What is your personal preference, and why?
A wise man once told me 'you get what you measure' when it comes to managing programmers.
If you rate them in their LOC output amazingly you tend to get a lot of lines of code.
If you rate them on the number of bugs they close out, amazingly you get a lot of bugs fixed.
If you rate them on features added, you get a lot of features.
If you rate them on cyclomatic complexity you get ridiculously simple functions.
Since one of the major problems with code bases these days is how quickly they grow and how hard they are to change once they've grown, I tend to shy away from using LOC as a metric at all, because it drives the wrong fundamental behavior.
That said, if you have to use it, count sans comments and tests and require a consistent coding style.
But if you really want a measure of 'code size' just tar.gz the code base. It tends to serve as a better rough estimate of 'content' than counting lines which is susceptible to different programming styles.
Tests and comments have to be maintained too. If you're going to use LOC as a metric (and I'm just going to assume that I can't talk you out of it), you should give all three (lines of real code, comments, tests).
The most important (and hopefully obvious) thing is that you be consistent. Don't report one project with just the lines of real code and another with all three combined. Find or create a tool that will automate this process for you and generate a report.
Lines of Code: 75,000
Lines of Comments: 10,000
Lines of Tests: 15,000
---------
Total: 100,000
This way you can be sure it will
Get done.
Get done the same way every time.
I personally don't feel that the LOC metric on its own is as useful as some of the other code metrics.
NDepend will give you the LOC metric but will also give you many others, such cyclometric complexity. Rather than list them all, here's the link to the list.
There is also a free CodeMetric add-in for Reflector
I'm not going to directly answer your question for a simple reason: I hate the lines of code metric. No matter what you're trying to measure it's very hard to do worse than LOC; Pretty much any other metric you care to think of is going to be better.
In particular, you seem to want measure the complexity of your code. Overall cyclometric complexity (also called McCabe's complexity) is much better metric for this.
Routines with a high cyclometric complexity are the routines you want to focus your attention on. It's these routines that are difficult to test, rotten to the core with bugs and hard to maintain.
There are many tools that measure this sort of complexity. A quick Google search on your favourite language will find dozens of tools that do this sort of complexity.

- [Goals]
(1) Restate the code-metrics thread from "A wise man once" through "lot of features.", swapping "bugs" for "defects".
(2) Answer these from the code-metrics thread:
(a) What do you get if you rate programmers on cyclomatic complexity?
(b) What total is shown in the sample line-count report?
(c) What other name is given for overall cyclometric complexity?

- [Information provided]
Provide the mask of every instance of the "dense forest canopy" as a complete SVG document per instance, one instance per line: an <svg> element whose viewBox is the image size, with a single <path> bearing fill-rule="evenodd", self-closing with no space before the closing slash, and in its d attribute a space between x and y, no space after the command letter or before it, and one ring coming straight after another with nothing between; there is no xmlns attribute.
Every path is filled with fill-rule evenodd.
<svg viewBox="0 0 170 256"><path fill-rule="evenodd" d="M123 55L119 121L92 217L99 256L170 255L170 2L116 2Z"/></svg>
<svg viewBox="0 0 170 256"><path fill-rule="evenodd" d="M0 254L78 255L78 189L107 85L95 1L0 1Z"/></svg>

- [Results for the exercise]
(1)
A wise man once told me 'you get what you measure' when it comes to managing programmers.
If you rate them in their LOC output amazingly you tend to get a lot of lines of code.
If you rate them on the number of defects they close out, amazingly you get a lot of defects fixed.
If you rate them on features added, you get a lot of features.

(2)
(a) Ridiculously simple functions.
(b) 100,000.
(c) McCabe's complexity.